• EXERCISE
Output exactly the lines that run from the line with "Segment every instance of the beetle head." to the end of the material, both ends included, and no other lines.

(begin)

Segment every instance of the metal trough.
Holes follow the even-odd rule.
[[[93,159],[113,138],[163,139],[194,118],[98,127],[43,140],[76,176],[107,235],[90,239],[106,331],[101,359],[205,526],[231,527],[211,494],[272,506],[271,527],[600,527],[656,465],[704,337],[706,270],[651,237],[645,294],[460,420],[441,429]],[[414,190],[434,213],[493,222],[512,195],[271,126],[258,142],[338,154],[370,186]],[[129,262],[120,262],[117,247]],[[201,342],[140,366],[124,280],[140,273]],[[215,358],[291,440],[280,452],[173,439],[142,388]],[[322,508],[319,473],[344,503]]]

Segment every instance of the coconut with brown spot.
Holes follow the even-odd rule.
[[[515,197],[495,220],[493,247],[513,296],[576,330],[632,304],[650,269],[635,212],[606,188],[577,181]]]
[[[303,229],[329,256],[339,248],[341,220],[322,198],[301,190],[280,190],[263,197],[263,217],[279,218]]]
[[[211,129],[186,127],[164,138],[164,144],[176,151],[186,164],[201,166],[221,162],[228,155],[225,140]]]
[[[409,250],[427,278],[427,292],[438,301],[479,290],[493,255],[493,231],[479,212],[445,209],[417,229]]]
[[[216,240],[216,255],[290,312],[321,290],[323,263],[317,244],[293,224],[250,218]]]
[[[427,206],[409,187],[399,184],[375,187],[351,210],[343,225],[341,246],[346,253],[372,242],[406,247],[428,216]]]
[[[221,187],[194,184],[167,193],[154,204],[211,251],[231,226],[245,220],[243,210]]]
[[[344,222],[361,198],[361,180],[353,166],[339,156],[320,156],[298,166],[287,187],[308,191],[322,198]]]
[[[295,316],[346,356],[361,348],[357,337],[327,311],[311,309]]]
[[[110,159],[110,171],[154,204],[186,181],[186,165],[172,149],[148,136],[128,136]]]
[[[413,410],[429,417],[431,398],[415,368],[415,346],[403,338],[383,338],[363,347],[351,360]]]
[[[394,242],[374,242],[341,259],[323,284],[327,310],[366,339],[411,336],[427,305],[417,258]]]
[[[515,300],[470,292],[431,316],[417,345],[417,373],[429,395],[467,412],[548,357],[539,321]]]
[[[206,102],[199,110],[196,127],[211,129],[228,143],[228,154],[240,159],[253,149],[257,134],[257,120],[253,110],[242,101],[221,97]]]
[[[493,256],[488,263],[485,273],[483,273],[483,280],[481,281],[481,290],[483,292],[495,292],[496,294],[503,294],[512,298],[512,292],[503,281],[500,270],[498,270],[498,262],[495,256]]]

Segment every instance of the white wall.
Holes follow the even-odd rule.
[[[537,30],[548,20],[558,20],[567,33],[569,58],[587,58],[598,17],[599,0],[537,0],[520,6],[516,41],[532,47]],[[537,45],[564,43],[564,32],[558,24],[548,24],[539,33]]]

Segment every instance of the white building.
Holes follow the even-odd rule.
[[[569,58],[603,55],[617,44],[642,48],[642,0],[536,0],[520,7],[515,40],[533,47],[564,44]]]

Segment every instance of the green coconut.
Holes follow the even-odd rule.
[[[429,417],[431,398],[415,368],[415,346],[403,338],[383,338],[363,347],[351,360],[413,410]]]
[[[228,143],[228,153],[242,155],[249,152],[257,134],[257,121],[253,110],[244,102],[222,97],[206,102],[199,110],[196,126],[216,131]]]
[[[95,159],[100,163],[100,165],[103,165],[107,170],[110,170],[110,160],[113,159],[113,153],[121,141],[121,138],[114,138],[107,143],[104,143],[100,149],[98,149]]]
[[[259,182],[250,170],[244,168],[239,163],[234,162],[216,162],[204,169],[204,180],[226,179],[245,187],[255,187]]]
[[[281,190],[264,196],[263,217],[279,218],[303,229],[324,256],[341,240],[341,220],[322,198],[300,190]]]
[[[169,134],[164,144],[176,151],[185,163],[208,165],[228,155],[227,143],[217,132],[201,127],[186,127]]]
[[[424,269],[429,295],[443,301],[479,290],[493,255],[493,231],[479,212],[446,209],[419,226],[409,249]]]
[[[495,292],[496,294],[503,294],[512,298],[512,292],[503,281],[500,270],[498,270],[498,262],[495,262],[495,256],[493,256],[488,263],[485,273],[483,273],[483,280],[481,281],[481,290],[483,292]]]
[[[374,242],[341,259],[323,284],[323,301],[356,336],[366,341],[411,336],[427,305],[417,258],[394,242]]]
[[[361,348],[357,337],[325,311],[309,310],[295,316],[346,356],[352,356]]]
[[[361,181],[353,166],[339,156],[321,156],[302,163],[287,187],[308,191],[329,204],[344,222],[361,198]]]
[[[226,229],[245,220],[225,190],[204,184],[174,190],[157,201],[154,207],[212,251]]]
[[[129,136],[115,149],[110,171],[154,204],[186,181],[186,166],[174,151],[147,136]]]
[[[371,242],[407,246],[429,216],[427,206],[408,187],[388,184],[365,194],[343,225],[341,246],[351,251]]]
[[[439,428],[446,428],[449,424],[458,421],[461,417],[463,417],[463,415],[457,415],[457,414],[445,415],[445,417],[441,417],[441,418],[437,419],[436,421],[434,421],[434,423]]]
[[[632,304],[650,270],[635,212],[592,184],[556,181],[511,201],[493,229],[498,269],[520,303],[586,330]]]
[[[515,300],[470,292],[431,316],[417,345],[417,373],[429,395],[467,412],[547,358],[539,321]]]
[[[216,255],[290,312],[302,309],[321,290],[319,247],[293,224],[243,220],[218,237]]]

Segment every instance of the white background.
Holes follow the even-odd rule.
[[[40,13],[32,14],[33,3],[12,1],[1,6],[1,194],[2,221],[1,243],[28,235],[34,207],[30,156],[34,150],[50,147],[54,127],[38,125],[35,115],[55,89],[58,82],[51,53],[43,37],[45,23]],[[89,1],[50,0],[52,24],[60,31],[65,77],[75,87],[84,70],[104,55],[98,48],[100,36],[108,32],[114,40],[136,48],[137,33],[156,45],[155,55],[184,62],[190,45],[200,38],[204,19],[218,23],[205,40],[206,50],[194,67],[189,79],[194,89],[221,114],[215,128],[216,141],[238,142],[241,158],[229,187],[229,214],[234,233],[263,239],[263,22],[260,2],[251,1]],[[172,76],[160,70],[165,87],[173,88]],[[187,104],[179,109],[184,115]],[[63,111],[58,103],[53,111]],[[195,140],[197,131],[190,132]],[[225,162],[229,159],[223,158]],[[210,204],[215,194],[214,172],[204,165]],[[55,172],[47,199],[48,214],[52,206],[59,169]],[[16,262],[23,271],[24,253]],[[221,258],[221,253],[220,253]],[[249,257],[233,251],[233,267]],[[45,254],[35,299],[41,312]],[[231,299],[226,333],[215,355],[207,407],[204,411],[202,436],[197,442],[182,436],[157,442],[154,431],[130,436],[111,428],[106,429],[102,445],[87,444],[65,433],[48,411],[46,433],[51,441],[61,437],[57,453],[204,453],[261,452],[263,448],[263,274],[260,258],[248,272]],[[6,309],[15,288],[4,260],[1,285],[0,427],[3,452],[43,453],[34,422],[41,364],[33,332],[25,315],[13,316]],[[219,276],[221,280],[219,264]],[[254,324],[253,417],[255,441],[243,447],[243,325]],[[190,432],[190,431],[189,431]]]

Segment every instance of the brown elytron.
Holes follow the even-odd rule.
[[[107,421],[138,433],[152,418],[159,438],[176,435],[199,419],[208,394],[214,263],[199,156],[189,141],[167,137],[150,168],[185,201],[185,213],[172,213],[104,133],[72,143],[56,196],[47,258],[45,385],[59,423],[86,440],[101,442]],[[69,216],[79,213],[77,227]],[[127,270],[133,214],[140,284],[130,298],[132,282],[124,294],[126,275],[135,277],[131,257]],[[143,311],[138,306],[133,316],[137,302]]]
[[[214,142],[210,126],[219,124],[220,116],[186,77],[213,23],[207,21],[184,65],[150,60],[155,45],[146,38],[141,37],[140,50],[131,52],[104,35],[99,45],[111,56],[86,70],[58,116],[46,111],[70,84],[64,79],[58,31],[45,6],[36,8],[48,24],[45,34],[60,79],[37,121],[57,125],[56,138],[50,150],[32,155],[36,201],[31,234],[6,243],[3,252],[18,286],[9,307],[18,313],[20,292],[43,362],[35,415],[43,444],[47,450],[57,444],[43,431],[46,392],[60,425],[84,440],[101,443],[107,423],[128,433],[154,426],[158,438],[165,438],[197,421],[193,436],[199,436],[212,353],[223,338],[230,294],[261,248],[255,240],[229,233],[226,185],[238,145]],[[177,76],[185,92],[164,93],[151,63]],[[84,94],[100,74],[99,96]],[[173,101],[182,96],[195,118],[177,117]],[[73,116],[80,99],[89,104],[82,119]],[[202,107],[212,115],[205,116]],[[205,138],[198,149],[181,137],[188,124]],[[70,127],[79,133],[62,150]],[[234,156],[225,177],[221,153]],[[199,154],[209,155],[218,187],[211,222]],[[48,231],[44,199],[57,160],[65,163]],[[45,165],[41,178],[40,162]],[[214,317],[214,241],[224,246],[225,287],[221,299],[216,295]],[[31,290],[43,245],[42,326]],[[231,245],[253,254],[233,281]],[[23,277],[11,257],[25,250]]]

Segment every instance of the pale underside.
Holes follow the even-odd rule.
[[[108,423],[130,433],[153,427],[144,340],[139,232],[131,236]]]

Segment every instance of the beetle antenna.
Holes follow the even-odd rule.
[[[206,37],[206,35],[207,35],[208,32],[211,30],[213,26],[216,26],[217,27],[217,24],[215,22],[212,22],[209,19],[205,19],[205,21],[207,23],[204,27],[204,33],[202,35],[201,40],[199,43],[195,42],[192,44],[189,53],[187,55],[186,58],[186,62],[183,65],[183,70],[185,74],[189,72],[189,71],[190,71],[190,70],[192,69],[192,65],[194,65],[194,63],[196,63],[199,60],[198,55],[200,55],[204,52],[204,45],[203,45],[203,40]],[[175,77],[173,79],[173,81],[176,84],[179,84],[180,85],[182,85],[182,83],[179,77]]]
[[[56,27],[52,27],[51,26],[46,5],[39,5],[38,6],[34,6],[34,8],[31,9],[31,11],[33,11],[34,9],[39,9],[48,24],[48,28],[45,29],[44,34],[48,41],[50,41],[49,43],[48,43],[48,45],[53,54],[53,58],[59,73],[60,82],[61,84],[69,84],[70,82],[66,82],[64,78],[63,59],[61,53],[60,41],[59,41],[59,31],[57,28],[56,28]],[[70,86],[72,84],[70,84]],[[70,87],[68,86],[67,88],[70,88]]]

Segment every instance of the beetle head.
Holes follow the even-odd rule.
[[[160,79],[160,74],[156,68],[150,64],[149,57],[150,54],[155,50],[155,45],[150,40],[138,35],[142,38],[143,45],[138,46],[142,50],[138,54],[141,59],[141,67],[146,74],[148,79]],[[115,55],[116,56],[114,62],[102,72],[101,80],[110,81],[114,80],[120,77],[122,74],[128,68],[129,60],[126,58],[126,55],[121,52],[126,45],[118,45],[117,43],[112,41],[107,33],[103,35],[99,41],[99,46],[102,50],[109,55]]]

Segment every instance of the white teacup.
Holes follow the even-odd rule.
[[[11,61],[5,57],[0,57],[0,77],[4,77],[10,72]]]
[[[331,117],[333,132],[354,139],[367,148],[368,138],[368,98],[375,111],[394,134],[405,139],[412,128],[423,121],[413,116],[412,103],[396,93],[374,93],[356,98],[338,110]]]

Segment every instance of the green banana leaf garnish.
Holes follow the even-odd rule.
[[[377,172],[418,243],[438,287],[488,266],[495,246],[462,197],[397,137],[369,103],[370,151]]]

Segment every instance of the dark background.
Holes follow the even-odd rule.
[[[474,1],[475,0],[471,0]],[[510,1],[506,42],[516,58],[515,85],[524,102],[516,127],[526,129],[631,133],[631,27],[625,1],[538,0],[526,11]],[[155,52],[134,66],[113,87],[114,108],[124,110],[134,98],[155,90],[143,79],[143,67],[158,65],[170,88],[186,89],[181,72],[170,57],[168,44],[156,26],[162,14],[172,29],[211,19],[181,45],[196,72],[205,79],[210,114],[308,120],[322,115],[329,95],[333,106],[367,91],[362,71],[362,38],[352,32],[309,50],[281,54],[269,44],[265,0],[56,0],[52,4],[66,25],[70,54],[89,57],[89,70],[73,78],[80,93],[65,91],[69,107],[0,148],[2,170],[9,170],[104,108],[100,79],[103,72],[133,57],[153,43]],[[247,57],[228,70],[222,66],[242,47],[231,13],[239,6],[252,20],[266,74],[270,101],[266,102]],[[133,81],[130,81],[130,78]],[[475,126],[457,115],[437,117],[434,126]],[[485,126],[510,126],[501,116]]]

(end)

• WRITTEN SOLUTION
Segment every instance of the beetle head.
Holes follow the even-odd rule.
[[[160,79],[160,74],[156,68],[150,64],[149,57],[150,54],[155,50],[155,45],[150,40],[138,35],[142,38],[143,45],[138,46],[142,50],[138,54],[141,59],[141,67],[146,74],[148,79]],[[115,55],[116,56],[114,62],[102,72],[101,80],[110,81],[114,80],[120,77],[122,74],[128,68],[129,60],[126,58],[126,55],[121,52],[126,45],[118,45],[117,43],[112,41],[107,33],[103,35],[99,41],[99,46],[102,50],[109,55]]]

Segment every instance of the white teacup.
Holes follow the even-odd rule.
[[[11,61],[5,57],[0,57],[0,77],[4,77],[10,72]]]
[[[331,117],[333,132],[354,139],[367,148],[368,138],[368,98],[375,111],[394,134],[405,139],[412,128],[423,121],[413,116],[412,103],[396,93],[374,93],[356,98],[338,110]]]

Segment every instance of the green banana leaf garnish.
Holes follow the even-odd rule.
[[[377,172],[418,243],[438,287],[488,266],[495,246],[462,197],[397,137],[369,103],[370,151]]]

Segment every instance of the dark background.
Holes follow the even-odd rule.
[[[474,1],[475,0],[471,0]],[[510,1],[506,42],[516,58],[515,85],[524,102],[516,127],[526,129],[631,133],[631,27],[625,1],[538,0],[526,11]],[[155,52],[134,66],[113,87],[114,108],[124,110],[134,98],[155,90],[143,79],[143,67],[158,65],[170,88],[186,89],[181,72],[170,57],[168,44],[156,26],[162,14],[172,29],[211,19],[181,45],[196,72],[205,79],[210,114],[308,120],[322,115],[329,95],[333,106],[367,91],[362,71],[362,38],[352,32],[309,50],[281,54],[269,44],[265,0],[56,0],[52,4],[66,25],[70,54],[89,57],[89,70],[73,78],[80,93],[65,91],[69,107],[0,148],[2,170],[9,170],[104,108],[100,79],[103,72],[133,57],[153,43]],[[247,57],[228,70],[222,66],[242,47],[231,13],[239,6],[252,20],[266,74],[270,101],[266,102]],[[133,81],[130,81],[130,78]],[[475,126],[457,115],[437,117],[434,126]],[[485,126],[510,126],[501,116]]]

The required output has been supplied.